Locate every line in the records below that contains the word "evidence", treating uppercase and lowercase as different, and copy each of those lines in full.

[start of Material shown]

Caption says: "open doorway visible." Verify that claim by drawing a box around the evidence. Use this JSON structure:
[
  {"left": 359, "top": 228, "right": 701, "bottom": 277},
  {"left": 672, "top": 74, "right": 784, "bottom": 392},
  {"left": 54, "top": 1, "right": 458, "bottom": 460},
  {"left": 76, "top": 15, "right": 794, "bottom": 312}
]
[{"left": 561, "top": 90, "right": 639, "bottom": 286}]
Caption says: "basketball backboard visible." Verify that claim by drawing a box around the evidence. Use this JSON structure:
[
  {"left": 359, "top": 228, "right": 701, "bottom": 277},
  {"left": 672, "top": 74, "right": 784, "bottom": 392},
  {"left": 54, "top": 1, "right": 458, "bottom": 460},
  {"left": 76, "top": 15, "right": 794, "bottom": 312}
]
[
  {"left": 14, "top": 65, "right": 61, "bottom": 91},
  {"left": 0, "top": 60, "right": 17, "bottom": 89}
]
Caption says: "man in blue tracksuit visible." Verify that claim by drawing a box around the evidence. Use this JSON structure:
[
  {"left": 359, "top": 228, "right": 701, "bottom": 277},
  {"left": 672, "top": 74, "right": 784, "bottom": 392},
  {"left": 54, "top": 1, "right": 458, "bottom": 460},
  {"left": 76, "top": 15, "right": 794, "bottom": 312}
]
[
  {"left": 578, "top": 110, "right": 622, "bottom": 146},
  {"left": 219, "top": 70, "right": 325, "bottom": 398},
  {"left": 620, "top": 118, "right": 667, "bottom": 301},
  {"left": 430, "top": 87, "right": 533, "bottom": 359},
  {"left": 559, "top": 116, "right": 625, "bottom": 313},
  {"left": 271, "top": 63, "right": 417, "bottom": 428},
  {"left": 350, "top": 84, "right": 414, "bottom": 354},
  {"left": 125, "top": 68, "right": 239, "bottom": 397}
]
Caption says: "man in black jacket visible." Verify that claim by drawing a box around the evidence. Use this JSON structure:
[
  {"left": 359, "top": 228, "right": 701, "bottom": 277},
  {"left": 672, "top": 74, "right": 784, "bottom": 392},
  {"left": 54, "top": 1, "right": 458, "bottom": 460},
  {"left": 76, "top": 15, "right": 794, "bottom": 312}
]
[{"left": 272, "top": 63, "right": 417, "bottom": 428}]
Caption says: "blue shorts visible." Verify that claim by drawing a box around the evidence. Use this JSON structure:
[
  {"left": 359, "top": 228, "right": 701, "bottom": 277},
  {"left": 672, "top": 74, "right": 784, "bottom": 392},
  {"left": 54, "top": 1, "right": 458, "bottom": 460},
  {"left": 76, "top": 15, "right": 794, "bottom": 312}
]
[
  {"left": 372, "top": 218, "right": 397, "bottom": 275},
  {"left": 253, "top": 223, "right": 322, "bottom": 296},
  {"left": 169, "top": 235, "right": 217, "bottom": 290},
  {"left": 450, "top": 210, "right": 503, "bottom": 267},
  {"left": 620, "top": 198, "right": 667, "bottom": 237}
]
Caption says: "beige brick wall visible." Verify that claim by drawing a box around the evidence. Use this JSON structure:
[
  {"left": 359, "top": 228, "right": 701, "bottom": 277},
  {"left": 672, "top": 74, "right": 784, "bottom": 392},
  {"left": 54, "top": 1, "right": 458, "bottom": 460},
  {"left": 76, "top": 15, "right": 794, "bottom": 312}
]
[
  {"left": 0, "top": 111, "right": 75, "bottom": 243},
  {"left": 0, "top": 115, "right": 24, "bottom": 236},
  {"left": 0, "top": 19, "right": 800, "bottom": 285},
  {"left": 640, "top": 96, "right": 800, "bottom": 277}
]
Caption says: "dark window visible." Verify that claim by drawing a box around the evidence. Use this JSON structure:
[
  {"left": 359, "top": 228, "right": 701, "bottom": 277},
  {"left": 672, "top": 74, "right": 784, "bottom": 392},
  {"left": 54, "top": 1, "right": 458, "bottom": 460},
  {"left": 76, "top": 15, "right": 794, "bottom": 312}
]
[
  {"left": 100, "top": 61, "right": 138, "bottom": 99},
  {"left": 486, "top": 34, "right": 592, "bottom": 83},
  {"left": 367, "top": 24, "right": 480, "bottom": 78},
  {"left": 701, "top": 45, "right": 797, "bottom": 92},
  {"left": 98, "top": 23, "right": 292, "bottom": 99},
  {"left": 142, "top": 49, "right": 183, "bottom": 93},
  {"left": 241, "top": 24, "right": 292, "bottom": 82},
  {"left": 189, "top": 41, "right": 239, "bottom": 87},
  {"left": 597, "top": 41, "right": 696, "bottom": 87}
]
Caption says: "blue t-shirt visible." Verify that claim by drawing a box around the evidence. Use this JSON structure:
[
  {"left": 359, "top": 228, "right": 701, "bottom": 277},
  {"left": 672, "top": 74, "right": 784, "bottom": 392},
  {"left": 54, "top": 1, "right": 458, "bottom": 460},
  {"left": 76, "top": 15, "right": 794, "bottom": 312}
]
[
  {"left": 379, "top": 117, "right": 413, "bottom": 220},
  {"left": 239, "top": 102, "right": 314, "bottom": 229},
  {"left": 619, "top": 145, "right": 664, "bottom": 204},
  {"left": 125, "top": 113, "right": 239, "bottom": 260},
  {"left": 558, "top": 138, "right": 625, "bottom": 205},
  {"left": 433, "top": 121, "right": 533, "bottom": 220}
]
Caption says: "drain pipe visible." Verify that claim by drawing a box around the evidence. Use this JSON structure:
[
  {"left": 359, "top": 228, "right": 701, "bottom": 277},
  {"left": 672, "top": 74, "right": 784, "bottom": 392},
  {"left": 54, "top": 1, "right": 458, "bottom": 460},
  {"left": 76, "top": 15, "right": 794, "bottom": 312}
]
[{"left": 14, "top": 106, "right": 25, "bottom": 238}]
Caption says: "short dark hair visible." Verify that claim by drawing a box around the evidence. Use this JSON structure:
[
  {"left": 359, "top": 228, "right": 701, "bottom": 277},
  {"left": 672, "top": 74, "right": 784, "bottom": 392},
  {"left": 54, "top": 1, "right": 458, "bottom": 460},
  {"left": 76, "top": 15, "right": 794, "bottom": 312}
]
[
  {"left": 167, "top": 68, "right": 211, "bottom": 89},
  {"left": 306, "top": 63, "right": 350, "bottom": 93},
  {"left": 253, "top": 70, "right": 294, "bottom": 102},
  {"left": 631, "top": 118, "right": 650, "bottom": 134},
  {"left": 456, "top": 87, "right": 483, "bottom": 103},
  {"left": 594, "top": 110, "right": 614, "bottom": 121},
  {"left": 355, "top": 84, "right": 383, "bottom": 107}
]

[end of Material shown]

_Written answer:_
Caption says: "open doorway visible." Verify that claim by drawing a box around the evidence. Use this JSON structure:
Caption says: "basketball backboard visible." Verify that claim by drawing a box around the evidence. Use this JSON structure:
Caption says: "man in blue tracksuit visible." Verify that claim by drawing a box around the evidence. Use this JSON structure:
Caption says: "man in black jacket visible." Verify that claim by drawing a box around the evidence. Use this JSON structure:
Caption says: "blue shorts visible." Verify that claim by drawing a box around the evidence. Use this JSON structure:
Caption says: "beige brick wall visible." Verify that claim by drawing a box around the evidence. Use this JSON structure:
Caption says: "dark window visible." Verify that claim by drawing a box around the evidence. Use this JSON structure:
Caption says: "blue t-shirt visible." Verify that claim by drawing a box around the evidence. Use this JSON structure:
Caption says: "drain pipe visible." Verify that claim by drawing a box around the evidence. Use this JSON structure:
Caption says: "short dark hair visible." Verify that claim by drawing a box around the evidence. Use this JSON structure:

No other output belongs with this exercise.